Daftar tugas:
a: Tuliskan kembali tanpa perubahan bagian teks tentang hukum reak dan ingus, semuanya dari "-> berbeda hal" sampai "yang mana ?".
b: Lanjutkan teks tentang hukum reak dan ingus saat berpuasa, mulai setelah kalimat terakhir yang tercantum.

Kutipan halaman:
★ ★ ★
2- HUKUM REAK & INGUS

-> disini Ada perinciannya :

1. Jika sudah sampai pada batas zhahir lalu ia telan lagi maka batal lah puasanya.
Yakni : bila reak tadi telah sampai ke permukaan tenggorokan, lalu ia telan kembali, walau setelah itu dia tak bisa lagi meludahkannya

-> berbeda hal nya apabila reak itu mengalir sendiri ke dalam tenggorokan, dan ia tidak bisa meludahkannya, maka itu tidak membatalkan puasa, karena udzurnya, begitu juga apabila reak itu belum sampai ke batas zhahir (permukaan tenggorokan).

2. Jika reak / ingus tadi sampai batas bathin (tenggorokan dalam) lalu ia telan maka puasanya tidak batal

Batas zhahir : tempat keluarnya suara huruf Kho خاء
Batas bathin : tempat keluar suara huru Hara هاء

==>> Ada perbedaan pendapat mengenai tempat keluarnya suara huruf Ha / حاء masuknya ke batasan yang mana ?
-> Menurut Imam An-Nawawi: itu adalah batasan zhahir.
★ ★ ★
Bahan yang diberikan:

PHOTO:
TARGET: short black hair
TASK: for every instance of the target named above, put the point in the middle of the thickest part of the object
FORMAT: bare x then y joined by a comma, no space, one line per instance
★ ★ ★
Jawaban tiap tugas:
a:
-> berbeda hal nya apabila reak itu mengalir sendiri ke dalam tenggorokan, dan ia tidak bisa meludahkannya, maka itu tidak membatalkan puasa, karena udzurnya, begitu juga apabila reak itu belum sampai ke batas zhahir (permukaan tenggorokan).

2. Jika reak / ingus tadi sampai batas bathin (tenggorokan dalam) lalu ia telan maka puasanya tidak batal

Batas zhahir : tempat keluarnya suara huruf Kho خاء
Batas bathin : tempat keluar suara huru Hara هاء

==>> Ada perbedaan pendapat mengenai tempat keluarnya suara huruf Ha / حاء masuknya ke batasan yang mana ?

b:
   Maka batal menelan reak / ingus yang sudah sampai batas situ

-> Menurut Imam Ar-Rofii : itu adalah batas bathin
    Maka tidak batal menelan reak yang sudah sampai batas situ

3. HUKUM MENELAN AIR LIUR

-> Tidak membatalkan puasa
  Alasan : karena sulit sekali menghindari nya, bahkan walau ia sengaja mengumpulkannya di bawal lidah lalu ia telan, tapi ini dengan 3 syarat :
¹. Air liur nya mesti bersih
  Maksudnya murni tidak bercampur benda lain,
maka bila liur tadi bercampur dengan barang lain seperti sari makanan dan lainya maka batal lah puasanya

-> namun Al-'Allamah Ibnu Hajar Al-Makki dalam kitab Tuhfah menegaskan bahwa : hukumnya dimaafkan bagi Seorang yang gusinya berdarah, bila ia menelannya sekiranya ia tak mungkin lagi menghindarinya, maka dalam hal itu ada kelonggaran

². Keadaan liur itu suci, tidak kena najis (mutanajjis) walaupun air liur itu murni.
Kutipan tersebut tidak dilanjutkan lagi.